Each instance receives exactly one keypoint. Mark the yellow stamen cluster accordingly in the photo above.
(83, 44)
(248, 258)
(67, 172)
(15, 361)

====

> _What to do_
Rename "stamen cluster" to "anther group" everywhere in the items, and reproduce the lines with no other changes.

> _Solution_
Each instance receives exactly one keypoint. Mark the yellow anther group accordingly in the photo above.
(83, 44)
(248, 258)
(67, 172)
(15, 361)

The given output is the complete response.